Coordinate annotation data:
☆ ☆ ☆ ☆

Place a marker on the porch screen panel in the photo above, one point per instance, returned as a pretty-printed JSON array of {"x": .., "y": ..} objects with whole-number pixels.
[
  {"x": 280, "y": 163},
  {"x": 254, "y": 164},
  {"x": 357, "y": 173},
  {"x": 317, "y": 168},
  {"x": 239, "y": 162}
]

☆ ☆ ☆ ☆

Copy out the data above, substituting "dot" for "marker" and leaving all other text unchanged.

FINISHED ANSWER:
Place a dot on the porch screen panel in the photo above, one point per instance, returned as a pretty-printed JSON array of {"x": .., "y": ..} objects with whole-number pixels.
[
  {"x": 280, "y": 163},
  {"x": 254, "y": 164},
  {"x": 357, "y": 173},
  {"x": 317, "y": 168},
  {"x": 239, "y": 162}
]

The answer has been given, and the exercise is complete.